Task A: According to the GPU CI pull request, why are coverage reports not being uploaded for now? Answer in one to three sentences.
Task B: Carry the GPU CI pull request thread forward from its last comment.

[[ Supplied text, beginning ]]

Initial GPU CI setup #29130

betatim · 2024-05-29T08:23:39Z

Reference Issues/PRs

What does this implement/fix? Explain your changes.

This sets up a GitHub workflow that can be triggered by an admin (workflow_dispatch) and uses a runner that has a GPU. We will use this to test Array API related changes. Until now we had to run these tests locally by hand, as a result sometimes things slip through the cracks. It will be nice to have a standard CI that runs all the tests in a standardised way.

Any other comments?

For now this is a draft PR as I am exploring what is what in the image on the VM and how best to setup the tools and dependencies we need.

Todo:

decide on creating a new lock file or not
- new lock file made
use a good pytest command, e.g. copying what the Azure tests do
upload coverage
- no coverage reports for now. I think it will make for weird results when comparing PRs where this workflow ran and those where it didn't get executed (aka not array API related)
set up caching of miniforge
which version of pytorch and cupy should we install? ~latest of each? pick a minimum supported version and test against that?
make sure the workflow isn't executed (on a GPU machine) to evaluate conditions on the workflow or steps of the workflow
- currently this is true. Not sure what we can do to prevent this also in the future?
test how we can select the pull request ref/branch when selecting where the workflow should run
- the workflow takes the PR ID as input and then gh pr checkout PR_ID to get the code
- tricky to test until we merge it though

github-actions · 2024-05-29T08:24:59Z

✔️ Linting Passed

All linting checks passed. Your pull request is in excellent shape! ☀️

_{Generated for commit: 39f9407. Link to the linter CI: here}

betatim · 2024-05-30T13:44:40Z

@ogrisel if you have time it would be good to hear what you think. There is probably lots more to do, but I think it would be good to hear what you think and then work on things (I think there is an endless amount of stuff that could be done, but unclear what should be done first)

[[ Supplied text, end ]]
[[ Source data, beginning ]]

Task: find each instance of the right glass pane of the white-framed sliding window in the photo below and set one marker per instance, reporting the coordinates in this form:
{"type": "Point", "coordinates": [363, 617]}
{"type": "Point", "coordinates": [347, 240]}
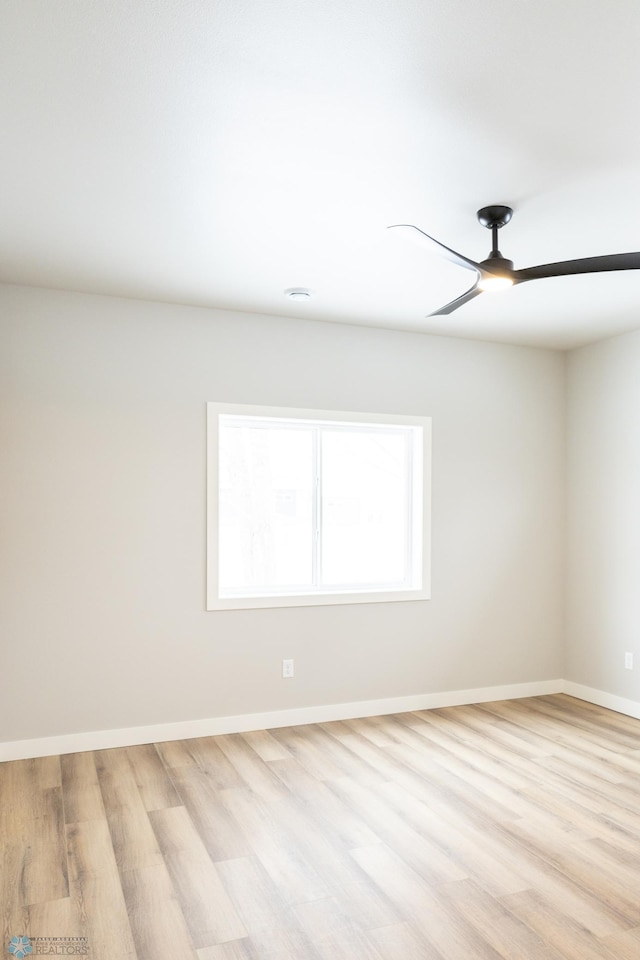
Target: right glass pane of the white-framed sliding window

[[ Source data, end ]]

Exercise response A: Coverage reports are skipped for now because they would give odd results when PRs where this GPU workflow ran are compared with PRs where it was not executed, such as those unrelated to the array API.

Exercise response B:
lesteve

From a quick look it looks good, just curious have you tested it in your fork?

Just to make sure I understand the way it is supposed to work:

you can trigger the CI using worflow_dispatch and typing the PR number. I guess you don't want to run on a commit message (like Pyodide or nogil) to prevent anyone overusing the GPU workers, which makes sense

Other than this, I left a few minor comments.

build_tools/update_environments_and_lock_files.py

lesteve · 2024-05-30T13:42:46Z

.github/workflows/gpu-ci.yml

+      - name: Install miniforge
+        if: ${{ steps.cache-conda.outputs.cache-hit != 'true' }}
+        run: |
+          curl -L -O "https://github.com/conda-forge/miniforge/releases/latest/download/Miniforge3-$(uname)-$(uname -m).sh"


Is there a good reason not to use the setup-miniconda action: https://github.com/conda-incubator/setup-miniconda?

I'll investigate it. I didn't use it because I didn't know it existed!

One potential complication is that conda is already setup in the VM image. However it is owned by root and we run as UID 1001. And sudo chown 1001 -R .. can not change the ownership of the existing conda install. I am not sure I understand how that is possible, but yeah.

How important is using the action to you? I looked at it a bit and it doesn't really save us that much typing/config, but I find it harder to understand what it really does (several typescript files to follow compared to a few lines of shell) :-/

I am with you about finding shell easier to follow than multiple typescript files but I would say that this kind of commonly used actions just work out of the box, and you very rarely have to read the typescript files to understand what it does.

For example, it is very likely that using the action would have saved you the hassle of figuring out your chown issue.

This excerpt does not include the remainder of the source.